- **TRECHO DA PÁGINA**:
Brasil ainda não dispõe de uma política ou regulação estrutural acerca da relação entre proteção do clima e da natureza e a corrupção.


Como se não bastasse a complexidade dos danos à qualidade e à integridade da natureza e do clima, a tutela ambiental e climática cada vez mais é desafiada pelo agravamento de questões estruturais como atos de corrupção e de fraude, que condicionam a concretização de um desenvolvimento sustentável.


Trata-se de uma relação conhecida. Desde 2003 a Convenção das Nações Unidas Contra a Corrupção, regulamentada no Brasil pelo Decreto Federal n. 5.687 de 2006, em seu artigo 62, item “1”, expressamente dispôs que os Estados-Partes deveriam adotar “disposições condizentes com a aplicação aceitável da presente Convenção na medida do possível, mediante a cooperação internacional, tendo em conta os efeitos adversos da corrupção na sociedade em geral e no desenvolvimento sustentável, em particular1.


Estudos de 20062 e de 20113 da Transparency International já apontavam a relação entre o avanço da corrupção e as questões de meio ambiente e de desenvolvimento sustentável, com reflexos no combate às mudanças climáticas, exigindo, assim, que as políticas e normas ambientais avançassem à época em ações e medidas voltadas a este dilema social, econômico, político e jurídico.

É um contexto previsto pelo próprio Acordo de Paris de 2015, quando em seu artigo 2º, item “1”, alínea “c”, almeja “tornar os fluxos financeiros compatíveis com uma trajetória rumo a um desenvolvimento de baixa emissão de gases de efeito estufa e resiliente à mudança do clima4.

- **DADOS FORNECIDOS**:
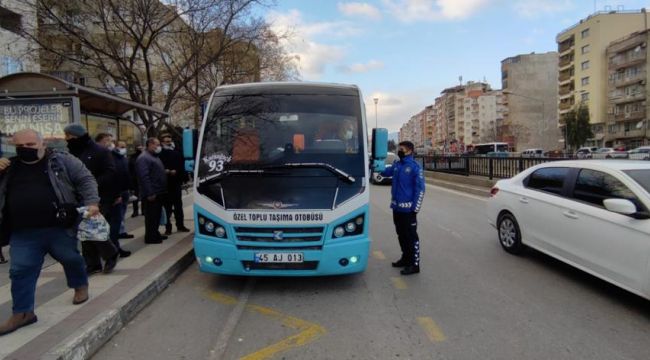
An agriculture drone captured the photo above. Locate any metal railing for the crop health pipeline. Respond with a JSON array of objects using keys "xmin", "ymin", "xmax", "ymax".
[{"xmin": 419, "ymin": 156, "xmax": 568, "ymax": 180}]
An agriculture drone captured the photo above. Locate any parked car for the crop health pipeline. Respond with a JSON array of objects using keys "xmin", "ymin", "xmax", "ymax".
[
  {"xmin": 521, "ymin": 149, "xmax": 544, "ymax": 157},
  {"xmin": 487, "ymin": 160, "xmax": 650, "ymax": 300},
  {"xmin": 370, "ymin": 152, "xmax": 397, "ymax": 184},
  {"xmin": 627, "ymin": 146, "xmax": 650, "ymax": 160},
  {"xmin": 591, "ymin": 148, "xmax": 628, "ymax": 159},
  {"xmin": 574, "ymin": 147, "xmax": 598, "ymax": 159}
]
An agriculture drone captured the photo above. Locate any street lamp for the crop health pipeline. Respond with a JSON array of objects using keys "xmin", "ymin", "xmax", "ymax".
[{"xmin": 372, "ymin": 98, "xmax": 379, "ymax": 129}]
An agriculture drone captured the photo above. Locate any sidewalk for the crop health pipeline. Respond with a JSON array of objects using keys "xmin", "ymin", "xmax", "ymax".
[{"xmin": 0, "ymin": 200, "xmax": 194, "ymax": 360}]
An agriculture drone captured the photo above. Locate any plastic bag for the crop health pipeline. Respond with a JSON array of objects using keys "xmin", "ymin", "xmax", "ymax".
[{"xmin": 77, "ymin": 206, "xmax": 110, "ymax": 241}]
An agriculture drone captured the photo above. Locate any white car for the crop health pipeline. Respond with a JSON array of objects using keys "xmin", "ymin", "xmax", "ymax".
[
  {"xmin": 627, "ymin": 146, "xmax": 650, "ymax": 160},
  {"xmin": 487, "ymin": 160, "xmax": 650, "ymax": 300}
]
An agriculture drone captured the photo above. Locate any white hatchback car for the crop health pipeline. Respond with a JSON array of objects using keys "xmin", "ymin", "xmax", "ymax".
[{"xmin": 487, "ymin": 160, "xmax": 650, "ymax": 300}]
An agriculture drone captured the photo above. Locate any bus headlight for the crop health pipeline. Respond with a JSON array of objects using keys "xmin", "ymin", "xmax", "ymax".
[
  {"xmin": 334, "ymin": 226, "xmax": 345, "ymax": 237},
  {"xmin": 332, "ymin": 214, "xmax": 366, "ymax": 238},
  {"xmin": 214, "ymin": 226, "xmax": 226, "ymax": 238}
]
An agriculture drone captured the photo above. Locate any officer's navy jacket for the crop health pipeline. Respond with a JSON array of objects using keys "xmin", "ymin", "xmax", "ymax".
[{"xmin": 381, "ymin": 155, "xmax": 424, "ymax": 212}]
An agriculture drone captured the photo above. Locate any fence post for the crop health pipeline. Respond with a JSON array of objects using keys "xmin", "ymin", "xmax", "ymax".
[{"xmin": 488, "ymin": 157, "xmax": 494, "ymax": 180}]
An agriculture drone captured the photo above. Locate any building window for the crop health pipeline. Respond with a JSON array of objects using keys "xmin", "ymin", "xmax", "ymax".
[{"xmin": 0, "ymin": 6, "xmax": 22, "ymax": 34}]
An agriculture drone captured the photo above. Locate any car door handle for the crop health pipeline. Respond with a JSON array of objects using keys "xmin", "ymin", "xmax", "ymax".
[{"xmin": 562, "ymin": 211, "xmax": 578, "ymax": 220}]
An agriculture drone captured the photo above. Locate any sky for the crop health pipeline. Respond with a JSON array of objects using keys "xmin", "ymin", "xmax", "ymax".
[{"xmin": 262, "ymin": 0, "xmax": 650, "ymax": 132}]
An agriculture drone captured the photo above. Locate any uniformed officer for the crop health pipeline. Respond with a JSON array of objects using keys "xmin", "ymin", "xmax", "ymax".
[{"xmin": 382, "ymin": 141, "xmax": 424, "ymax": 275}]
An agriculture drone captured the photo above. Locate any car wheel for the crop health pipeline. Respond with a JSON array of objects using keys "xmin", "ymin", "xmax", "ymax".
[{"xmin": 497, "ymin": 213, "xmax": 524, "ymax": 254}]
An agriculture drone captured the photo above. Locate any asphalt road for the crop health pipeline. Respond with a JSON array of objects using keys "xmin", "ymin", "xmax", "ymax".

- **TAREFAS PROPOSTAS**:
**A.** No trecho sobre corrupção e proteção ambiental, qual decreto federal regulamentou no Brasil a Convenção das Nações Unidas Contra a Corrupção?
**B.** Redija a continuação do trecho sobre corrupção e proteção ambiental a partir da última frase apresentada.

- **RESPOSTAS REDIGIDAS**:
**A.** O Decreto Federal n. 5.687, de 2006.

**B.**
Da mesma forma na Agenda 2030 Global, com o Objetivo de Desenvolvimento Sustentável (ODS) n. 16 por “Paz, Justiça e Instituições Eficazes“, dadas as suas metas de n. 16.5 e n. 16.6, respectivamente, de “reduzir substancialmente a corrupção e o suborno em todas as suas formas” e “desenvolver instituições eficazes, responsáveis e transparentes em todos os níveis5.


Nesse sentido, em 2019, o Programa das Nações Unidas para o Meio Ambiente (PNUMA) alertou que, embora haja na grande maioria dos países órgãos e leis ambientais, a falta de implementação permanece, o que se deve, entre outros fatores, à corrupção e à falta de políticas de governança e compliance na regulação ambiental6.


Sobre o tema, a Transparency International disponibiliza o atlas global “Climate Governance Integrity Programme7, mapa mundial dos principais casos envolvendo corrupção e fraude ligados à governança ambiental e climática, como uma forma de fomentar a análise de medidas de integridade, transparência e accountability na regulação de meio ambiente e clima.

A despeito de todos esses relatórios e termos de “soft law” internacionalpouco ou quase nada se avançou na regulação ambiental e climática com escopo de prevenir os riscos e combater as práticas concretas de atos de corrupção e toda a sorte de fraudes neste segmento, sobretudo no cenário brasileiro.


No Brasil, há previsões legais esparsas como infração administrativa ambiental por omissão ou falsidade de laudos e estudos ambientais ou então crimes contra a Administração Pública ambiental com efetividade controversa, sem haver uma política ou regulação estrutural específica acerca do tema no país.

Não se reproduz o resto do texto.